● **Brief**
Please show every line from the entries that carries the word "wooden".

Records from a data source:
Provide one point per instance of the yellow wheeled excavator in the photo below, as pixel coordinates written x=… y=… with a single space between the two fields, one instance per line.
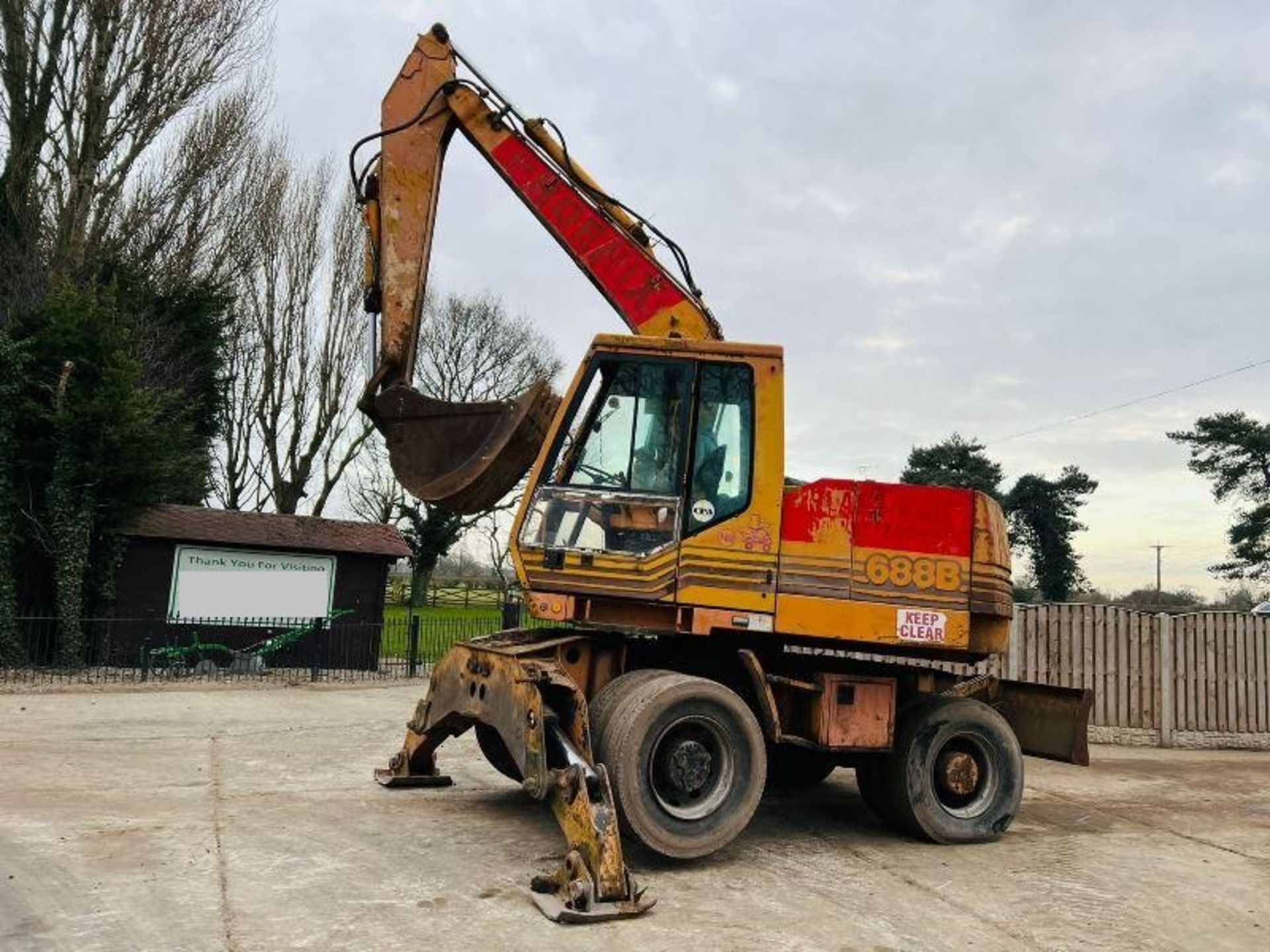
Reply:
x=708 y=625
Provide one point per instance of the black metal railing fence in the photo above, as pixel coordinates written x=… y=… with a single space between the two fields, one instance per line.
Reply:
x=403 y=645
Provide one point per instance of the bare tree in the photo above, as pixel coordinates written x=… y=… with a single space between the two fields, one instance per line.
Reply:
x=469 y=349
x=91 y=88
x=290 y=428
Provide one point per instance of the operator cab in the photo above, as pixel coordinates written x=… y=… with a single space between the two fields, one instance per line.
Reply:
x=651 y=450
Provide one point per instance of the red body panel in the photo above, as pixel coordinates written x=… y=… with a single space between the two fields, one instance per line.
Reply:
x=929 y=520
x=634 y=285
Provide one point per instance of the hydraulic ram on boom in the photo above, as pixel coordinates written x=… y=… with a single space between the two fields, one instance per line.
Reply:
x=466 y=457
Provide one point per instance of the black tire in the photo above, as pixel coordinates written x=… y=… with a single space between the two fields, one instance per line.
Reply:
x=609 y=697
x=873 y=781
x=687 y=764
x=956 y=774
x=792 y=767
x=492 y=746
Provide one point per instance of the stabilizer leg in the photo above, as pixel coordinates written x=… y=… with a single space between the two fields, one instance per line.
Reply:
x=592 y=885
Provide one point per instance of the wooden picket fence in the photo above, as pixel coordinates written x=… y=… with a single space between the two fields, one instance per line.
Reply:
x=1206 y=672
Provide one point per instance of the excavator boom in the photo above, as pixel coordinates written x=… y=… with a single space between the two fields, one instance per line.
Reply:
x=466 y=456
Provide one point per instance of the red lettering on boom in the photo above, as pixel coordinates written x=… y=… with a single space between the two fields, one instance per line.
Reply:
x=629 y=280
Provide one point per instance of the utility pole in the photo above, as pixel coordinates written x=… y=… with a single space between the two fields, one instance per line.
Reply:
x=1160 y=553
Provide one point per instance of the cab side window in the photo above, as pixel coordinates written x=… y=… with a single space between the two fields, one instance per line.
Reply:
x=719 y=477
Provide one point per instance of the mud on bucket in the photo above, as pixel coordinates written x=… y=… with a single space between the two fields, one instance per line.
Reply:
x=462 y=457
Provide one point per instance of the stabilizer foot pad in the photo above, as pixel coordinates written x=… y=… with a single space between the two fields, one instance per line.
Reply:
x=556 y=909
x=386 y=778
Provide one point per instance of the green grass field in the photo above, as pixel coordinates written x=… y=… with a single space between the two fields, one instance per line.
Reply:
x=439 y=629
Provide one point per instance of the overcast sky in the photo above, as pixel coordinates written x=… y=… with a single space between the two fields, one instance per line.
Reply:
x=978 y=218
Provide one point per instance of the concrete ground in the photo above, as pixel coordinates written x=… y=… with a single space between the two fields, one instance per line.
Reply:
x=247 y=819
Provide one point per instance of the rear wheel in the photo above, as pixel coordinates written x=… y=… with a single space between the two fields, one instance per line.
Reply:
x=687 y=763
x=956 y=774
x=610 y=696
x=872 y=778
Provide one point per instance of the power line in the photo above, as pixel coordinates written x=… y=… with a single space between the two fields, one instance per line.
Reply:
x=1130 y=403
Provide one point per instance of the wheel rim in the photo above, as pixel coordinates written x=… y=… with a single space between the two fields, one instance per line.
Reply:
x=967 y=776
x=691 y=767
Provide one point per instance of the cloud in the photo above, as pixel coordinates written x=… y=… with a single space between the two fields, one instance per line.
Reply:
x=724 y=89
x=894 y=274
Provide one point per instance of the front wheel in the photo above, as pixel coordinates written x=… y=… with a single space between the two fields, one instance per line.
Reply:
x=956 y=774
x=687 y=763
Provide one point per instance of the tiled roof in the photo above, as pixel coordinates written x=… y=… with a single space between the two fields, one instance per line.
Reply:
x=194 y=524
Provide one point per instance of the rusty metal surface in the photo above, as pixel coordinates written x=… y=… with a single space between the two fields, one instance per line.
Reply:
x=464 y=457
x=854 y=714
x=1049 y=721
x=523 y=684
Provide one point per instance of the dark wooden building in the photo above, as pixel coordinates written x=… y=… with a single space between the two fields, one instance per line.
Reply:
x=357 y=557
x=222 y=573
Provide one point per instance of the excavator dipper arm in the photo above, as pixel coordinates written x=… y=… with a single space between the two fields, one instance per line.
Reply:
x=466 y=456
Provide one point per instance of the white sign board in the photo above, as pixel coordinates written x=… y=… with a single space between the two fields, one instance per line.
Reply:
x=913 y=625
x=226 y=583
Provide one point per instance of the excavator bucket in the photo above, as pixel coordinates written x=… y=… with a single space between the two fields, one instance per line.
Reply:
x=462 y=457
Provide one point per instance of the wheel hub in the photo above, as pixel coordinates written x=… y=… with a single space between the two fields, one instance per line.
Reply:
x=958 y=772
x=690 y=766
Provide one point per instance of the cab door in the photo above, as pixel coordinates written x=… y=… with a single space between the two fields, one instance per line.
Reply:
x=607 y=516
x=730 y=545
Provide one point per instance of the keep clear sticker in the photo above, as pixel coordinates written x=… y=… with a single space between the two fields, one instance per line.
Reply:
x=920 y=625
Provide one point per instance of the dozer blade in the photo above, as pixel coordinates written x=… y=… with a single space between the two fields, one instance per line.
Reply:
x=462 y=457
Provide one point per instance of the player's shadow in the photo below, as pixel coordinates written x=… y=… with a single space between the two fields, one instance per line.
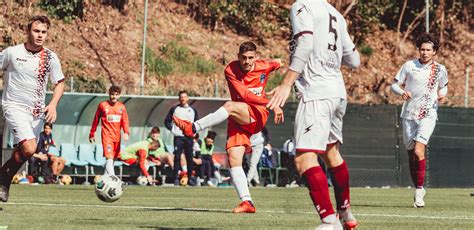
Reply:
x=166 y=228
x=186 y=210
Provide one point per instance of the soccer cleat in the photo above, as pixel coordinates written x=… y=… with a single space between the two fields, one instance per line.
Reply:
x=245 y=207
x=348 y=220
x=418 y=198
x=185 y=126
x=330 y=226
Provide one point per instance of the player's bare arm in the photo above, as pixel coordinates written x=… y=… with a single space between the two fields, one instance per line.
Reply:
x=50 y=110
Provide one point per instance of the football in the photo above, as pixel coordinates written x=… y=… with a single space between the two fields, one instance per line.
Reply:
x=141 y=180
x=108 y=188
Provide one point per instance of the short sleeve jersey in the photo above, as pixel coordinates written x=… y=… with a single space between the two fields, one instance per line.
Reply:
x=321 y=77
x=423 y=81
x=113 y=118
x=26 y=76
x=249 y=87
x=131 y=150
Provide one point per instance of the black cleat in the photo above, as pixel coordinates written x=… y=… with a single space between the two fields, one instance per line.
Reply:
x=4 y=193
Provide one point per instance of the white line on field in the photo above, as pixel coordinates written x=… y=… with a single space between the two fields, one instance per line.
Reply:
x=228 y=210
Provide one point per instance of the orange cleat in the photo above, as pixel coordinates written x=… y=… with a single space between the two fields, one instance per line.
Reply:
x=245 y=207
x=185 y=126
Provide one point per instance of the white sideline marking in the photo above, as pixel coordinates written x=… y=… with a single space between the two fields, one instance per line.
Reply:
x=229 y=211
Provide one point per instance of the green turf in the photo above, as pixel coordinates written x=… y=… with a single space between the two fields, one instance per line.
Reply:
x=76 y=207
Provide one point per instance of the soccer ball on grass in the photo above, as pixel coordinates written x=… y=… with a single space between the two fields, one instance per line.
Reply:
x=108 y=188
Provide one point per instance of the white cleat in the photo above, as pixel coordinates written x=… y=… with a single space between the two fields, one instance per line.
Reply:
x=418 y=198
x=330 y=226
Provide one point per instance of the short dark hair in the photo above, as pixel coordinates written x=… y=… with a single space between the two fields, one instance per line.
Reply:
x=40 y=18
x=48 y=124
x=427 y=38
x=211 y=135
x=155 y=130
x=247 y=46
x=115 y=89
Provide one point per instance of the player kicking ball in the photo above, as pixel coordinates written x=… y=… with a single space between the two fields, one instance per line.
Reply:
x=246 y=78
x=425 y=86
x=138 y=153
x=27 y=68
x=113 y=115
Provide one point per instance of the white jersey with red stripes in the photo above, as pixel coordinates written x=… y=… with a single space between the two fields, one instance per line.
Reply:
x=321 y=77
x=423 y=82
x=26 y=76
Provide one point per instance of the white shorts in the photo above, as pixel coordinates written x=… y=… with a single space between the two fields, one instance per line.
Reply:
x=418 y=130
x=318 y=123
x=22 y=123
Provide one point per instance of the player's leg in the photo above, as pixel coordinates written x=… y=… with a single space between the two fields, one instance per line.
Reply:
x=252 y=174
x=238 y=111
x=179 y=148
x=20 y=155
x=239 y=179
x=109 y=154
x=312 y=129
x=425 y=129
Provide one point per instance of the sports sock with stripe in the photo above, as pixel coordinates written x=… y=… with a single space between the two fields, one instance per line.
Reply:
x=319 y=191
x=240 y=183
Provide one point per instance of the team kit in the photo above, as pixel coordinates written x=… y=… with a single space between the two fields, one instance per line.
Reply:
x=323 y=46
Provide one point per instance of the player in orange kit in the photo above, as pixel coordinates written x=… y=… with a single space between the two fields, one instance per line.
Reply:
x=114 y=117
x=248 y=115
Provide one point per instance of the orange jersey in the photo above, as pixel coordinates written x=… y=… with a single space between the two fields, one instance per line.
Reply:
x=249 y=87
x=114 y=118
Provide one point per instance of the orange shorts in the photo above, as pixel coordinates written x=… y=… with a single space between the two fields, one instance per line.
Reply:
x=111 y=149
x=239 y=135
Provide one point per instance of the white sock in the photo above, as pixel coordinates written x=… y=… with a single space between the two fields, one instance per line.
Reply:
x=240 y=183
x=211 y=119
x=109 y=167
x=330 y=219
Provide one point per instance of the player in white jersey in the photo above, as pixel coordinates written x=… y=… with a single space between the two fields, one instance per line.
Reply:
x=322 y=46
x=425 y=85
x=27 y=68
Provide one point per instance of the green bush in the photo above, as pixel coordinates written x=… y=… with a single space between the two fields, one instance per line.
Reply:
x=67 y=10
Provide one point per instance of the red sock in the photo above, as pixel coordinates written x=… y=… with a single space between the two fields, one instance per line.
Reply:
x=412 y=165
x=420 y=173
x=142 y=162
x=340 y=181
x=319 y=191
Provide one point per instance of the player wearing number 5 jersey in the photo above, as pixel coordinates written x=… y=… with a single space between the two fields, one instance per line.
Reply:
x=322 y=46
x=248 y=115
x=114 y=117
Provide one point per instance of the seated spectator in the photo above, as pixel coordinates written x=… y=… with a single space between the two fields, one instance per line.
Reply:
x=44 y=163
x=161 y=154
x=137 y=153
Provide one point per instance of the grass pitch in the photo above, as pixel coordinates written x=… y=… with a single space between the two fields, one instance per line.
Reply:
x=76 y=207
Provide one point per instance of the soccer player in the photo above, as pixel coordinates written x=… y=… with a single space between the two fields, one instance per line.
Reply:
x=246 y=78
x=322 y=45
x=181 y=142
x=27 y=68
x=425 y=86
x=113 y=115
x=137 y=153
x=161 y=154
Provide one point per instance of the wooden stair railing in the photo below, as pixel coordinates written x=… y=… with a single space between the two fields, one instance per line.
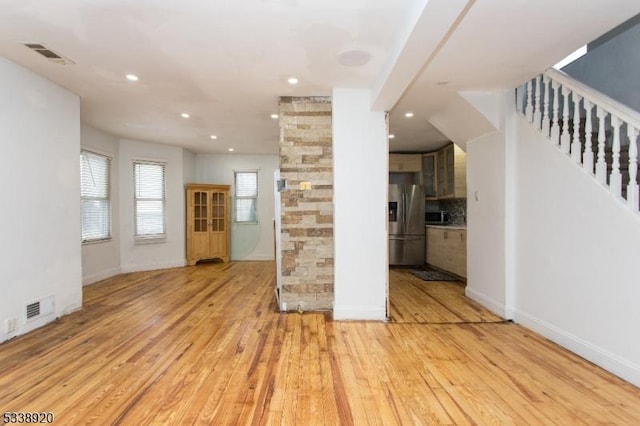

● **Answer to the exercise**
Provide one point per instance of the wooden picket fence in the photo above, as pixel coordinates written x=… y=… with a single space between the two fields, one instance per line.
Provide one point per instance of the dark wooden building in the photo above, as pixel coordinates written x=… y=… with a single space between the two fields, one instance per line.
Provide one point per instance of the wooden stair railing in the photo below, as pixel coordinates written x=… y=… with a single space between the two fields, one instance per line.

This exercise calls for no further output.